- DESCRIPTION OF THE TASK -
Reproduce verbatim the stretch of the listing from the line containing "Target: calm water surface" through its final line, both ends included.

== AVAILABLE DATA ==

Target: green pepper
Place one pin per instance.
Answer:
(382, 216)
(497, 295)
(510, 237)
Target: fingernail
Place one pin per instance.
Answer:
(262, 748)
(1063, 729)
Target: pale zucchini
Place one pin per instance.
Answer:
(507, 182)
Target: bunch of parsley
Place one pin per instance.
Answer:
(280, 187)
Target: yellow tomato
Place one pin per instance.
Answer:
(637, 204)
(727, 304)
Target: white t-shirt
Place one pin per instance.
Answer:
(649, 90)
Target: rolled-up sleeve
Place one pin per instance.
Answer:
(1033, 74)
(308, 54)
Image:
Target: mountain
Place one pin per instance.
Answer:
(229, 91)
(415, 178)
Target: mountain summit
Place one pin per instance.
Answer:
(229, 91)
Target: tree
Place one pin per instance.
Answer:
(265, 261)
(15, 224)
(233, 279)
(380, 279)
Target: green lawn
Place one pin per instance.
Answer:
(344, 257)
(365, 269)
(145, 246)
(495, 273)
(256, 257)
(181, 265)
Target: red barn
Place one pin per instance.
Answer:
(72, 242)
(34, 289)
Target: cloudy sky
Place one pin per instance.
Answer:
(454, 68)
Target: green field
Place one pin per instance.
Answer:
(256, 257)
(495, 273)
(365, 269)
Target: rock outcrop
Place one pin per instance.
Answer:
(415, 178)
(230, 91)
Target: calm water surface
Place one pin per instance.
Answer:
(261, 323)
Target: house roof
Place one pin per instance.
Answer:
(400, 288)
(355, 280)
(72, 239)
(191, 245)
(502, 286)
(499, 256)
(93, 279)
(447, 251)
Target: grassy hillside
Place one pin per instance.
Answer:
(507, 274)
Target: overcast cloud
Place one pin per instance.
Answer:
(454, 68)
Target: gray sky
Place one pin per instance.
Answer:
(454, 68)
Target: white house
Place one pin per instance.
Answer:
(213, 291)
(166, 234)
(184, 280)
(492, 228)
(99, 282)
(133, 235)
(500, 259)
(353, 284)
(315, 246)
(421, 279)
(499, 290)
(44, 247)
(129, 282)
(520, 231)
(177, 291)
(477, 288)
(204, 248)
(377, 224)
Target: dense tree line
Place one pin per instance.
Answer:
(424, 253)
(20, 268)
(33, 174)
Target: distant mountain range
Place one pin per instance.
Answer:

===

- RESPONSE -
Target: calm water surface
Place one pin per instance.
Answer:
(261, 323)
Target: house roof
Place one pin per instance.
Answer:
(400, 288)
(355, 280)
(72, 239)
(191, 245)
(502, 286)
(499, 256)
(93, 279)
(447, 251)
Target: grassy hillside
Place one pin per instance.
Answer:
(507, 274)
Target: overcast cloud
Place one pin per instance.
Answer:
(454, 68)
Target: gray sky
Place one pin per instance.
Answer:
(454, 68)
Target: white house
Place one pin per instance.
Answer:
(213, 291)
(166, 234)
(184, 280)
(492, 228)
(99, 282)
(133, 235)
(500, 259)
(353, 284)
(315, 246)
(421, 279)
(499, 290)
(44, 247)
(129, 282)
(520, 231)
(177, 291)
(477, 288)
(204, 248)
(377, 224)
Target: dense tree line
Place one pin per instance.
Answer:
(424, 253)
(20, 268)
(33, 174)
Target: distant mountain range
Place one pin per instance.
Answer:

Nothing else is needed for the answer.